▶ [Quoted passage]
————————

Last week, I was conducting one-on-one interviews for a group of stations we work with. A 32 year-old guy named Christian (pictured below) walked into the conference room sporting a Jimi Hendrix concert T-shirt. As our discussion progressed, he told me how much he loves vintage rock, driven by a nagging feeling he missed out on something special because he was too young to experience the '60s music phenomenon. In the qualitative research I've done, combined with the ratings and perceptual studies I've seen, there are a lot of young guys like him all over the country.
The truth is, he actually did miss a lot. As someone old enough to have enjoyed that music in “real time,” the memories sometimes obscure and even embellish the reality of what was really going on back then. Part of the story was the many groundbreaking historic moments 50 years ago. Race riots, the Vietnam war, and other big events dominated newspaper headlines.
But in the world of music in 1967, the major buzz was the release of another Beatles album. Back then, these events were reminiscent of the debut of an Apple iPhone, complete with long lines of fans who had to have the record on the very first day it went on sale. But the Beatles' iconic “Sgt. Pepper's Lonely Hearts Club Band” album, released a half century ago, became an even bigger thing. Today, there's a lot of hoopla surrounding the golden anniversary of this record. And for good reason.

————————

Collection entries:
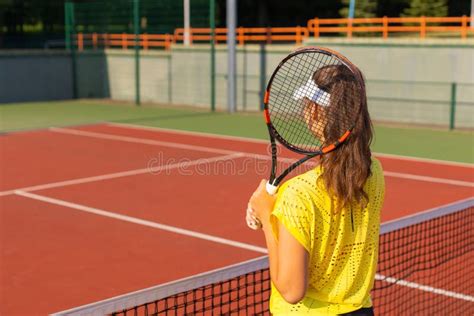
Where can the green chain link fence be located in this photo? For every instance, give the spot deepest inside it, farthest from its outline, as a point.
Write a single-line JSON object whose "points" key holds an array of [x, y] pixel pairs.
{"points": [[133, 50]]}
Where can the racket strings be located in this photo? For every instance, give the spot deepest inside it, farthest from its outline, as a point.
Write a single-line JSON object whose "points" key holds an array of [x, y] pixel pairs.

————————

▶ [Written exercise 1] In the text on the Sgt. Pepper's anniversary, what shirt was Christian wearing when he walked into the conference room?
▶ [Written exercise 2] Pick up the text on the Sgt. Pepper's anniversary after its final sentence and carry it forward.

▶ [Exercise output 1] A Jimi Hendrix concert T-shirt.

▶ [Exercise output 2]
So over the long holiday weekend, I took a moment to stop and think about its import and impact – what it meant to music, society, culture, and radio back then – and what it means to us today.
When “Sgt. Pepper's” came out, the Beatles were already the biggest thing going, selling millions of albums and dominating radio airplay. America loved the Fab Four, so when they “broke format” and released “Sgt. Pepper's,” it was more than just a musical fork in the road. It became a cultural turning point.
The Beatles disrupted themselves. And they did it at a time when they were the most popular band on the planet. “Revolver” was released in 1966, one year earlier, and it was a brilliant piece of work.
But “Sgt. Pepper's” blew up the band's consistent, familiar repertoire, forcing Beatle fans to sit up and take notice. Gone were the simple melodies, the love ballads, and the 2:30 radio-friendly songs. Instead, this album broke the mold, and paved the way for rock bands to redefine and reinvent themselves. Around that time, George Harrison was quoted by biographer Hunter Davies:
“I don't personally enjoy being a Beatle anymore.”
George was an important force on the album, singlehandedly introducing new sounds. In the grooves, the Beatles reinvented themselves with “Sgt. Pepper's” – not once, but several times. The debut of the sitar on “Within You Without You” was one of many firsts brought to the band by George, inspired by Ravi Shankar.
Interestingly, some of the Beatles' core fans were appalled at the album. It was too weird and psychedelic. It wasn't lovable or cute. Songs like “A Day In The Life” were textured, cacophonous, different, and not Top 40 AM radio-friendly. They stirred up conversation as fans debated the blurry stories buried deep within the vinyl.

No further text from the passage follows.